▶ **Task**:
Update the entries below by changing each "soccer" to "football" and keeping every other line the same.

[Start of Given data]

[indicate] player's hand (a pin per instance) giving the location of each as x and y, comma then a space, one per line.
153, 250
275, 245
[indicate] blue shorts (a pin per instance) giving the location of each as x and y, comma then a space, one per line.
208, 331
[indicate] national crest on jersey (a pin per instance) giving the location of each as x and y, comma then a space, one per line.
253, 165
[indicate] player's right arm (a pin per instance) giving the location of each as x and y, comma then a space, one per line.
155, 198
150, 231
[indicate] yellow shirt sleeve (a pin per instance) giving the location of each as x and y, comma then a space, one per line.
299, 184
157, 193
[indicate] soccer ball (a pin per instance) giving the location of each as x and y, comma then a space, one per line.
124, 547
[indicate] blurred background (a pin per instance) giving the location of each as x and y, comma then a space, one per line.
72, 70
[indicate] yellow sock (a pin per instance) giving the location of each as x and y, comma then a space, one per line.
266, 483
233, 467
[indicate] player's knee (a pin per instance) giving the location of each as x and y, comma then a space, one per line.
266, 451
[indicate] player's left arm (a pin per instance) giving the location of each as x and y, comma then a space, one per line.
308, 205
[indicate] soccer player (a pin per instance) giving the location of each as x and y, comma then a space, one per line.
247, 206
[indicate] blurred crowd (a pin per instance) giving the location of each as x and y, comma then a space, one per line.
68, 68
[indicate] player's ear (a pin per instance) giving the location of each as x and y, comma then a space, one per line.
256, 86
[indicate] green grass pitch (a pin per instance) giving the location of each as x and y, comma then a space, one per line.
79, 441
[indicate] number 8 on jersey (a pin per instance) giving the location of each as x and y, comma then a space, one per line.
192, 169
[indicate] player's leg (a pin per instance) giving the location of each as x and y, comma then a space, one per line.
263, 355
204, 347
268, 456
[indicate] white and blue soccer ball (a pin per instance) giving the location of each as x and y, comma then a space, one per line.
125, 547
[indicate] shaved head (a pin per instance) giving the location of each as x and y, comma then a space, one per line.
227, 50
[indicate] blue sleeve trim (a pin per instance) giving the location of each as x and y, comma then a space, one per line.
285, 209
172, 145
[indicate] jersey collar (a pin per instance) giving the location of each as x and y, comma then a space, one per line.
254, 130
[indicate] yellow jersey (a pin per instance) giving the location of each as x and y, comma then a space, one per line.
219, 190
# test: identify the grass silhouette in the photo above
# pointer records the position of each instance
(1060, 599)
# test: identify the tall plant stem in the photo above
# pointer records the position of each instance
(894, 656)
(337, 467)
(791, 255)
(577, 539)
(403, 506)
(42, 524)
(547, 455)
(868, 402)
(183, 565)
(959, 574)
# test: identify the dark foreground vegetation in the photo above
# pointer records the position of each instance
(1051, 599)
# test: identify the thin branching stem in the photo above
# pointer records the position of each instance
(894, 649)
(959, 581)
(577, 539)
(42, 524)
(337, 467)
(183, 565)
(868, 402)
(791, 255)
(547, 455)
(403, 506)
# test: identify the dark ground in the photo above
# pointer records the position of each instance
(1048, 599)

[End of Given data]

▶ **Reply**:
[indicate] player's hand (a pin per instance) giving the location of each as x and y, comma then a space, one per line.
153, 250
275, 245
[indicate] blue shorts (a pin per instance) giving the location of each as x and y, comma then a space, one per line.
208, 331
[indicate] national crest on jersey (a pin per instance) giving the location of each as x and y, comma then a space, one per line.
253, 165
[indicate] player's right arm (a pin per instance) giving the location of each as x and y, comma then a space, one per line.
155, 198
150, 231
[indicate] yellow shirt sleeve (a pin per instance) giving the location of each as x and y, comma then a space, one per line.
299, 184
157, 193
[indicate] football ball (a pin per instance) giving the location of each as x and y, comma then a space, one per line.
124, 547
[indicate] blurred background (a pin per instance) giving the location of each as x and y, comma then a space, one per line.
72, 70
[indicate] yellow sock (a pin per instance) giving the location of each as x and y, comma then a space, one per line.
266, 483
233, 467
[indicate] player's knee (a pin per instance) giving the location of each as x and y, comma then a space, one per line.
266, 451
[indicate] player's left arm (a pin per instance) giving the location of each as x and y, comma then a space, one per line.
308, 205
[indicate] football player (a pin per instance) giving the location of each as x and y, comma then a space, one per line.
247, 206
[indicate] blurred crowd (a pin per instance) giving the location of each as x and y, comma then a space, one per line.
68, 68
[indicate] player's ear (a pin per instance) giving the location of each as x and y, comma then a space, one per line.
256, 86
[indicate] green grass pitch (a pin per instance) giving the location of each as x and y, comma then a space, one per line.
79, 441
[indicate] number 8 on jersey (a pin per instance) giving the location of each as x and y, comma then a space, one per line.
192, 169
[indicate] player's leg (a pin per instance) giving the location of each as x and y, comma then a space, one per line.
263, 355
204, 347
268, 456
[indicate] white and blue football ball (a pin per instance) giving the location of each as x and y, comma then a space, one per line.
125, 547
[indicate] shaved head (a pin per instance) giving the location of each as x and y, comma then a space, one per line.
227, 50
[indicate] blue sleeve trim (a pin per instance) giving the location of each as x and y, comma then a space, one per line.
285, 209
172, 145
[indicate] jersey collar (a pin per instance) giving the location of each as x and y, comma then a space, one per line.
254, 130
[indicate] yellow jersey (a pin per instance) giving the location of each as x and y, comma then a space, one per line.
219, 190
# test: identify the grass silhouette in the photo above
# pointer records the position of each instance
(1060, 599)
# test: identify the tall plant stem in the photo above
# pointer records the position of each instance
(894, 656)
(337, 467)
(791, 255)
(577, 539)
(403, 506)
(42, 524)
(547, 455)
(868, 402)
(183, 565)
(959, 574)
# test: identify the dark foreground vegetation in the photo above
# pointer records the position of each instance
(1051, 599)
# test: identify the thin branching stem in the photo above
# pointer records the position of each instance
(894, 649)
(959, 581)
(577, 539)
(42, 524)
(337, 467)
(183, 565)
(868, 402)
(791, 255)
(547, 455)
(403, 506)
# test: identify the dark ground in the photo above
# pointer records the position of each instance
(1048, 599)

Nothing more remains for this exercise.